### SET TASK A
Answer these questions from the article on BRELAND's Project 2024:
(i) What was the title of BRELAND's platinum-selling debut single?
(ii) How many songs make up Project 2024?
(iii) Which place did BRELAND visit that inspired Project 2024?
### SET TASK B
Carry on the article about BRELAND's Project 2024 from where it stops.

BRELAND goes experimental with Project 2024.

Image: Henry Ammann.

In 2019, BRELAND hit the ground running with his platinum-selling debut single, “My Truck”, its success fuelled by social media buzz. Two EPs and an album followed, as well as collaborations with the likes of Keith Urban and Shania Twain. This month he released his latest EP, Project 2024.

BRELAND uses the term Cross Country to describe his unique reimagining of country music that fuses it with elements of gospel, hip-hop and R&B, so it was an obvious choice of title for his debut album. Looking back, BRELAND is proud of how sonically innovative 2022’s Cross Country was – “we did a really good job of playing around with country music and other genres” – but is conscious that he had yet to find his feet in the industry. “I was still trying to figure out what my place in country music was. I was thinking a lot about how people were going to perceive what I was making.” In the intervening two years, he has become more self-assured. “I really just want to make songs that feel, first and foremost, great to me. And then from there, I hope that people enjoy them. But if nothing else, I've got to be able to love it from the jump.”  However, he didn’t feel the time was right for a second album, preferring to limit Project 2024 to a more concise six-song format. “When it comes to the sophomore album, you want to come into it with some momentum. I would love to come into an album with a couple of songs that are doing really well. I felt the EP was a good compromise because I do want to be able to get songs out to my fans.”

Project 2024 was inspired by a visit to Selma, Alabama, the home of his great-grandparents as well as a key site of the civil rights movement, leading him to see his own family’s story within the larger history of the African American community. The resulting songs are elevated by lyrics that are more profound than before. “It's definitely more of a concerted effort to be real, to be a little bit more honest in these songs. The thing that differentiates a country song from a pop song is that the lyric tends to go a little deeper.” A natural musician, BRELAND admits that writing the melody comes more easily to him but he now realizes how essential strong lyrics are. “When you have a great melody and a great lyric together, you're more likely to make a song that people can connect with on multiple levels.” Another case in point is “Run”, a song that predates Cross Country but whose time has now come. “I was going back through some of these older songs, and was like, wow! ‘Run’ really resonates with where I am now: it's a song about wanting to be a little bit more responsible, being a little bit older, recognizing that the way that I used to go out and party at the beginning of my career isn't really sustainable for me at this point. Also, just shifting toward being ready for, and open to, more legitimate connections on the relationship front as well.”

I’ve expanded in some new directions on songs like ‘Motion’, which to my knowledge is the first ever country and Afrobeats fusion – I’ve never heard anybody do that before.

### MATERIAL PROVIDED
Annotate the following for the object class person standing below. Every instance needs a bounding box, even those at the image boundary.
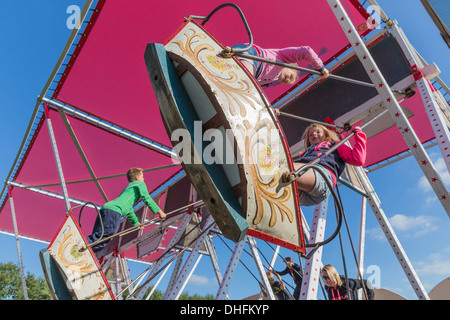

### TASK OUTPUT A
(i) "My Truck"
(ii) Six
(iii) Selma, Alabama

### TASK OUTPUT B
— BRELAND

Project 2024 develops on Cross Country’s genre-hopping foundations while encompassing different styles and influences. “I've expanded in some new directions on songs like ‘Motion’, which to my knowledge is the first ever country and Afrobeats fusion – I've never heard anybody do that before,” he says. “Motion” was written during a spontaneous visit to the UK earlier this year, as BRELAND explains. “I was out in Seoul, Korea working on some K-pop music, and I had a flight back to Nashville, and literally while I was at the airport, I realized that I would rather just go to the UK. So I cancelled my flight and then booked a new one out to London, literally two hours before I was ready to take off. I was following my heart, which is something that I wanted to give myself space to do this summer, taking some time off to be able to freely travel and experience life.” It turns out that a holiday for BRELAND doesn’t necessarily mean a holiday from composing – before long he had contacted his publishers to arrange some writing sessions in London.

It was the popularity of Afrobeats in the UK that gave him the idea for “Motion”, and soon the song began to take shape. “It really started with the little piano lick that you hear at the beginning. Initially, I thought the hook was going to be what is the first verse on the song but my co-writer was like, ‘That feels like a really great first verse to me – I don't think that's hooky enough to really be the chorus.’ So then we started thinking, ‘OK, what could the chorus be?’ and I was like, ‘Well, we could go super simple: we could just say “motion” a bunch of times and leave it at that.’ So we kind of approached it that way, and ended up with the structure that the song has, and then started adding some of those percussive elements. I was like, ‘I really would like this to build, where if you listen through the first verse and chorus, you don't really know what kind of song this is. And then second verse, maybe we bring everything in’.” With production taking place transatlantically, first in London and then in Nashville, “Motion” is a crossover track on multiple levels. “Shout out to a production duo called Levels UK, they handled that and then sent it back over here to my producers to add some of those country elements: the strings, and the pedal steel that you hear going throughout the back of this song. We wanted to give it some of that country flavour, while also recognizing that this is a really unique hybrid type of record.”

Image: Henry Ammann.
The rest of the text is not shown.